== SET PROBLEM ==
Arrange the entries below as a JSON list of strings, one string per line, from the first line through the line containing "(1268, 186)", both included, and leave out any blank lines.

== PROVIDED ENTRIES ==
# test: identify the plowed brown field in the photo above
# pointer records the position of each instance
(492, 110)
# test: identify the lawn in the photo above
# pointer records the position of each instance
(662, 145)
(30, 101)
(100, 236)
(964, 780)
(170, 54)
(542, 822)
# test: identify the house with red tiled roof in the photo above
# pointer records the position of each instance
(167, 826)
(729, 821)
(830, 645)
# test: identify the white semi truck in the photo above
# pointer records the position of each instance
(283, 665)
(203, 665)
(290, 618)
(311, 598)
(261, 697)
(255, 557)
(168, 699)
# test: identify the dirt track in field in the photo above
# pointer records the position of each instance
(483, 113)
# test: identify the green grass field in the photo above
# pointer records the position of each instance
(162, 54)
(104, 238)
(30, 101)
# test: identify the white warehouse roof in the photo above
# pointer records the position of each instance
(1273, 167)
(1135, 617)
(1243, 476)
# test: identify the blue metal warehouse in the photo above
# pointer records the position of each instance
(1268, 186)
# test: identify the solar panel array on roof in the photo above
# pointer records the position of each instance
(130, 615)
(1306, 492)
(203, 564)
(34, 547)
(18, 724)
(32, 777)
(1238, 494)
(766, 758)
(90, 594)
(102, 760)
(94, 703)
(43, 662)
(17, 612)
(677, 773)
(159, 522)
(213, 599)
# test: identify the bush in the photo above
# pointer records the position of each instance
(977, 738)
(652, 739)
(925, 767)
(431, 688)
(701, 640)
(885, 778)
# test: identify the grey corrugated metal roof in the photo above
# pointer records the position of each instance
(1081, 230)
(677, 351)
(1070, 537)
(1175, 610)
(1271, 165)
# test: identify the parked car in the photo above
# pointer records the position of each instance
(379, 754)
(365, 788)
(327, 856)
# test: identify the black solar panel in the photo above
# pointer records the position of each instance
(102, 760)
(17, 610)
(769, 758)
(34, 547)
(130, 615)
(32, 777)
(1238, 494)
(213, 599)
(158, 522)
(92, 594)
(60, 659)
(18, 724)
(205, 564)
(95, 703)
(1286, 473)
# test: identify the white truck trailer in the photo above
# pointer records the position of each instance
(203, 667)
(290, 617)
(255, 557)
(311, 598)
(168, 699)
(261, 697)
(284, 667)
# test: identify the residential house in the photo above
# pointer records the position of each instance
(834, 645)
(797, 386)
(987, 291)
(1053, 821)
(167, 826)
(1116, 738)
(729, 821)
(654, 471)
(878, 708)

== COMPLETE OUTPUT ==
[
  "# test: identify the plowed brown field in the photo above",
  "# pointer records the position of each instance",
  "(492, 110)",
  "# test: identify the lawn in the photo above",
  "# pointer records the position of each instance",
  "(662, 145)",
  "(30, 101)",
  "(100, 236)",
  "(964, 780)",
  "(170, 54)",
  "(542, 822)",
  "# test: identify the house with red tiled roof in the photo above",
  "# pointer records the position of each instance",
  "(167, 826)",
  "(729, 821)",
  "(830, 645)",
  "# test: identify the white semi truck in the photo above",
  "# pointer records the position of each instance",
  "(283, 665)",
  "(203, 665)",
  "(290, 618)",
  "(311, 598)",
  "(261, 697)",
  "(255, 557)",
  "(168, 699)",
  "# test: identify the dirt track in field in the photo above",
  "# pointer records the position of each instance",
  "(483, 113)",
  "# test: identify the green grass field in the photo above",
  "# pointer records the position of each instance",
  "(162, 54)",
  "(104, 238)",
  "(30, 101)",
  "# test: identify the white warehouse roof in the photo above",
  "# pointer records the position of each instance",
  "(1273, 167)",
  "(1135, 617)",
  "(1243, 476)",
  "# test: identify the blue metal warehouse in the photo above",
  "# pointer records the position of each instance",
  "(1268, 186)"
]